WHAT IS EXPECTED
Only an exact repetition of the entries will do.

*** Opening of INFORMATION SUPPLIED ***

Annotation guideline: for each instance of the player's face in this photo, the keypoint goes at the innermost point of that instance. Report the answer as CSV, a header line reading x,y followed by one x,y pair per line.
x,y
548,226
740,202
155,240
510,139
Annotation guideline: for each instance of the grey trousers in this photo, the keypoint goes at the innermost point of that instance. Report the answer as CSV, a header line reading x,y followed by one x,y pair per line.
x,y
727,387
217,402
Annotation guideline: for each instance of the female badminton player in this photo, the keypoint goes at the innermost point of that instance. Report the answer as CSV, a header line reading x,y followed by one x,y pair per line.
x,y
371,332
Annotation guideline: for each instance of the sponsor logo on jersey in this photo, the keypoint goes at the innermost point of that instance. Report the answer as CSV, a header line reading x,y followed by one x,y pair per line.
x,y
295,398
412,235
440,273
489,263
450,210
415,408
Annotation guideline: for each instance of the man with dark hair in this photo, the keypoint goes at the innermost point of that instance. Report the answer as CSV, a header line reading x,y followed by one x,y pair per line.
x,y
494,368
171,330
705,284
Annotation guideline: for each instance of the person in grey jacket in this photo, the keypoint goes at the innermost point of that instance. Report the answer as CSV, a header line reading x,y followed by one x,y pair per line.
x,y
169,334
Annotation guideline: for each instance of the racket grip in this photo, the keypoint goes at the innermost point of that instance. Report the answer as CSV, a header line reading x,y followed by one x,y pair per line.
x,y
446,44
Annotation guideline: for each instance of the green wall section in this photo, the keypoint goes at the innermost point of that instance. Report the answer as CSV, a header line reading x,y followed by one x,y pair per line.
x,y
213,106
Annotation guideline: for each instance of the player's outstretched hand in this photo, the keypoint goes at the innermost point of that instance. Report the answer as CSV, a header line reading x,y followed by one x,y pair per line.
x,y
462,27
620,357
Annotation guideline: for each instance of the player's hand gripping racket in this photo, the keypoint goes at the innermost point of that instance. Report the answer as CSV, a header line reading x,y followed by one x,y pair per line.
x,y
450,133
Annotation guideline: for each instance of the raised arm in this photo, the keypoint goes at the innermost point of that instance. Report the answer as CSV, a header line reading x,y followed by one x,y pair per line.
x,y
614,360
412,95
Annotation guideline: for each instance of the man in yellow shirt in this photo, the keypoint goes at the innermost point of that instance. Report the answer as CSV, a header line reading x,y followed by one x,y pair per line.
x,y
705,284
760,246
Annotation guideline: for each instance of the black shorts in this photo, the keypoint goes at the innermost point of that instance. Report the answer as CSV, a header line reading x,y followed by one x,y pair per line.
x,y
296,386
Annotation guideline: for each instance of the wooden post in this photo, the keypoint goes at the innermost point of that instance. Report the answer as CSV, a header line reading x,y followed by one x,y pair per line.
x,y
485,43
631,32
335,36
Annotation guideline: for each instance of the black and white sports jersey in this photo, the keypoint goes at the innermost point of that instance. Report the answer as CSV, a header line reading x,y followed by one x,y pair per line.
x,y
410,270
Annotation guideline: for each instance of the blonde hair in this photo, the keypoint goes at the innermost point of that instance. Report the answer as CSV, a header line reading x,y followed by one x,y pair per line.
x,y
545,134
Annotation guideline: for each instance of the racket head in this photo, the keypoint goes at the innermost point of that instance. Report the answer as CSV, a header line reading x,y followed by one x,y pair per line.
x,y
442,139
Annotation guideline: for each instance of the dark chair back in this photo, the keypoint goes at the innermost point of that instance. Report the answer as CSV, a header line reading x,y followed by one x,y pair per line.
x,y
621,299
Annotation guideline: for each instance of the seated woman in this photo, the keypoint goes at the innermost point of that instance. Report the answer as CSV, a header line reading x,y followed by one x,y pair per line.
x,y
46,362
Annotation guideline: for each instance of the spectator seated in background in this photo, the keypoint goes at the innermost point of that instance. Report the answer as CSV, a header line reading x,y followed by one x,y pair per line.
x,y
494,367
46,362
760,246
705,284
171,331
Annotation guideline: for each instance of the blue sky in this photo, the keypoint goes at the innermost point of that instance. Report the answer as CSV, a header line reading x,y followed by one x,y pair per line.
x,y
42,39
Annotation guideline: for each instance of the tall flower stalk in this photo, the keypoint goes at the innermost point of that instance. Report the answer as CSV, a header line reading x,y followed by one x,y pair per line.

*** Close of INFORMATION SUPPLIED ***

EXERCISE ANSWER
Annotation guideline: for each instance of the player's face in this photo, the keypoint goes at the innermost point of that instance. Report the answer as CSV, a header line reading x,y followed by one x,y pair per line.
x,y
548,226
740,202
155,240
510,139
Annotation guideline: for each instance of the grey trousers in this photo, the keypoint goes at the innermost point of that instance. Report the answer as CSV, a header line reading x,y followed by one x,y pair per line.
x,y
727,387
217,402
Annotation guideline: for each instance of the female badminton player in this photo, the keypoint goes at the innermost point of that instance. Report the answer as CSV, a header line reading x,y followed by one x,y pair per line.
x,y
371,332
Annotation guideline: for each instance of the sponsor logo on jersey in this photo, the keypoint goes at the innermost point of that instance. Report the answer as CSV, a header line reading x,y followed by one x,y pair per line.
x,y
295,398
412,235
440,273
489,263
450,210
415,408
Annotation guideline: for each instance of the man with dark hair in this photo, the keypoint goes at the innermost point of that instance. Report the answer as CSV, a header line reading x,y followed by one x,y pair per line.
x,y
494,368
171,330
705,284
Annotation guideline: for each instance of the person in grey jacket in this photo, the keypoint goes at the innermost point of that instance. Report the answer as CSV, a header line reading x,y followed by one x,y pair per line.
x,y
169,334
Annotation guideline: for each instance of the racket grip in this photo, the keypoint goes at the innermost point of that instance. Report the answer as CSV, a header line reading x,y followed by one x,y pair per line.
x,y
446,44
Annotation guideline: for each instance of the green wall section in this photo, the keypoint goes at the innermost point of that instance. Report the answer as CSV, a header line reading x,y followed by one x,y pair per line.
x,y
213,106
Annotation guideline: for each instance of the player's outstretched hand in this photo, the keypoint goes at the innermost point of that instance. Report the answer as CSV, a header line reading x,y followed by one x,y pair per line.
x,y
462,27
620,357
Annotation guideline: for each instance of the player's hand gripping racket in this photo, the keypoint goes at the innermost point of that instance. Report the answer as CSV, a header line reading x,y followed by one x,y pair per line.
x,y
450,133
Annotation guideline: for each instance of the raised arm in this photo, the keypoint goes at the innermost point of that instance. Report the answer as CSV, a header line reading x,y followed by one x,y pair per line.
x,y
614,360
412,95
Annotation guideline: for each instance of the man in yellow shirt in this photo, the keypoint goes at the innermost point of that instance. Report the answer as CSV, a header line reading x,y followed by one x,y pair per line.
x,y
705,284
760,246
Annotation guideline: for each instance of the black shorts in this photo, the keypoint goes at the innermost point of that instance. Report the answer as CSV, a header line reading x,y followed by one x,y pair per line.
x,y
296,386
Annotation guideline: for each instance of the wooden post in this photo, the keypoint goes at the innermost point of that instance. Report the answer as CSV, a header line reading x,y followed by one x,y pair per line.
x,y
485,43
631,32
335,36
Annotation guideline: for each instance of the black and white sports jersey in this photo, the keypoint goes at the innermost point of that instance. Report the answer as CSV, a header line reading x,y followed by one x,y pair per line.
x,y
410,270
Annotation guideline: for each instance of the blonde hair in this photo, the keypoint goes at the innermost point of that instance. Report the answer as CSV, a header line reading x,y followed by one x,y pair per line.
x,y
545,134
Annotation guideline: for each instance of the racket head in this photo, the keypoint goes at the innermost point of that instance. Report the answer as CSV, a header line reading x,y followed by one x,y pair per line.
x,y
442,139
Annotation guideline: for each instance of the dark chair back in this photo, the keypoint goes at the innermost point of that instance. Report the answer as CSV, a header line reading x,y followed by one x,y pair per line.
x,y
621,299
Annotation guideline: for each instance of the seated woman in this photo, the keypoint goes at the innermost point of that instance. Report the answer as CSV, a header line reading x,y followed by one x,y pair per line.
x,y
46,362
Annotation guideline: for each instance of the spectator seated in background in this photo, the keypoint goes at the innermost point of that instance. Report the answer as CSV, a header line reading x,y followed by one x,y pair per line.
x,y
494,367
46,362
760,246
705,284
171,331
Annotation guideline: for each instance of the blue sky in this photo, the keypoint goes at the innermost point of that instance. Report the answer as CSV, a header line reading x,y followed by one x,y pair per line.
x,y
42,39
Annotation guideline: for each instance of the tall flower stalk in this photo, the keypoint goes at the innermost point of that instance. Report the answer as CSV, a header line reading x,y followed by one x,y pair per line.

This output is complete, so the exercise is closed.